=== Begin Enclosure ===

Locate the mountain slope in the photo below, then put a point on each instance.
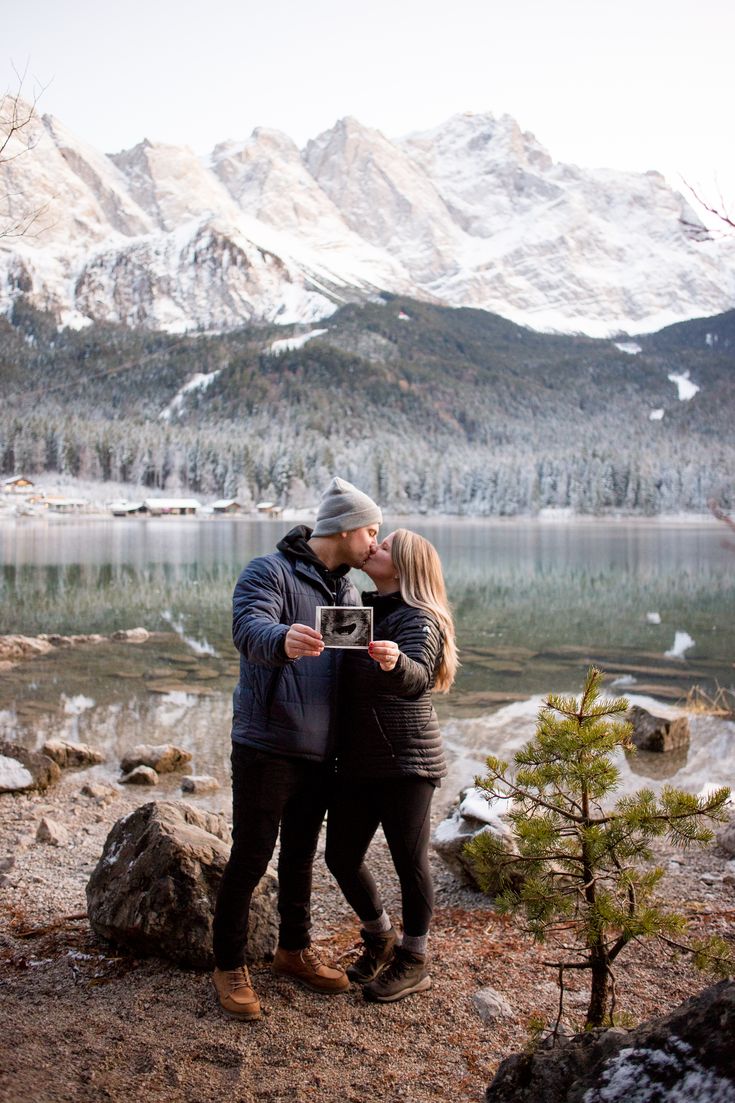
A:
(427, 407)
(473, 213)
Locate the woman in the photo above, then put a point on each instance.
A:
(390, 759)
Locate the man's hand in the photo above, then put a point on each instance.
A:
(300, 640)
(384, 652)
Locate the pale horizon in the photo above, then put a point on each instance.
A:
(634, 86)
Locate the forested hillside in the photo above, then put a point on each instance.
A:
(426, 407)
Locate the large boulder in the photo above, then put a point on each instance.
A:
(471, 816)
(163, 758)
(657, 734)
(22, 770)
(155, 887)
(686, 1055)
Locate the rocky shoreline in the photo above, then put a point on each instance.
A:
(82, 1021)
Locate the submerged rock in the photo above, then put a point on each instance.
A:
(131, 634)
(657, 734)
(683, 1056)
(199, 783)
(163, 758)
(21, 770)
(67, 755)
(471, 816)
(155, 887)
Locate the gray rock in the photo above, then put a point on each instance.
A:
(163, 758)
(21, 770)
(491, 1005)
(103, 794)
(471, 816)
(66, 753)
(689, 1050)
(656, 734)
(199, 783)
(140, 775)
(726, 838)
(52, 833)
(155, 887)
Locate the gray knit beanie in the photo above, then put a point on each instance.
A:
(344, 507)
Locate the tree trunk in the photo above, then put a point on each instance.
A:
(598, 996)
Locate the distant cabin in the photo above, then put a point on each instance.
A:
(269, 509)
(18, 484)
(127, 509)
(67, 504)
(171, 506)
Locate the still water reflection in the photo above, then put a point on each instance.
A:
(534, 603)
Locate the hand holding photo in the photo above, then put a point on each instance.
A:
(344, 625)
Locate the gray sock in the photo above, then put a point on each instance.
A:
(415, 943)
(379, 925)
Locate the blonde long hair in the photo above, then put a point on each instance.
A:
(422, 586)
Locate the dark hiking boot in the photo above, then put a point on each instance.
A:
(407, 973)
(376, 952)
(235, 993)
(307, 967)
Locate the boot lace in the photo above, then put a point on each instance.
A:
(310, 956)
(238, 978)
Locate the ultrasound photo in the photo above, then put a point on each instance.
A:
(344, 625)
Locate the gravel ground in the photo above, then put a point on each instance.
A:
(80, 1025)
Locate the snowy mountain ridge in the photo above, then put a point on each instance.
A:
(472, 213)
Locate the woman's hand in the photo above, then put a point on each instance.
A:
(384, 652)
(301, 641)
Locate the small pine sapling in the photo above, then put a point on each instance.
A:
(585, 863)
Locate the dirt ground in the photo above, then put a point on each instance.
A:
(81, 1024)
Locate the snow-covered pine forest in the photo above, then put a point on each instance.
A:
(427, 408)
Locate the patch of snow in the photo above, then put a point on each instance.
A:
(630, 346)
(671, 1073)
(686, 388)
(289, 344)
(73, 320)
(198, 382)
(625, 679)
(199, 646)
(73, 706)
(13, 773)
(682, 643)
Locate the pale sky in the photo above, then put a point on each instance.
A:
(627, 84)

=== End Enclosure ===

* [Prompt]: Leave the pictures out and please restate exactly the lines running from the start of the material through the one with "Locate the gray rock".

* [Result of this exercise]:
Locate the mountain slope in the photo below, then put a point on each instance.
A:
(427, 407)
(473, 213)
Locate the woman in the photo above, then put a point on each instance.
A:
(390, 759)
Locate the man's hand in the photo above, then put a point on each instance.
A:
(300, 640)
(384, 652)
Locate the pale horizon in the photo above, then put a point on each instance.
A:
(634, 86)
Locate the forested hillside in the photo above, then put a point on each instance.
A:
(426, 407)
Locate the large boulder in the photo above, then put a point on each instance.
A:
(471, 816)
(163, 758)
(657, 734)
(22, 770)
(155, 887)
(686, 1055)
Locate the rocky shoreline in the photo above, then put a point on each instance.
A:
(82, 1021)
Locate the submerged rock in the photo above, then put a point on each instance.
A:
(131, 634)
(657, 734)
(683, 1056)
(199, 783)
(163, 758)
(21, 770)
(67, 755)
(471, 816)
(155, 887)
Locate the gray rock in the photo above, then put a point on each instance.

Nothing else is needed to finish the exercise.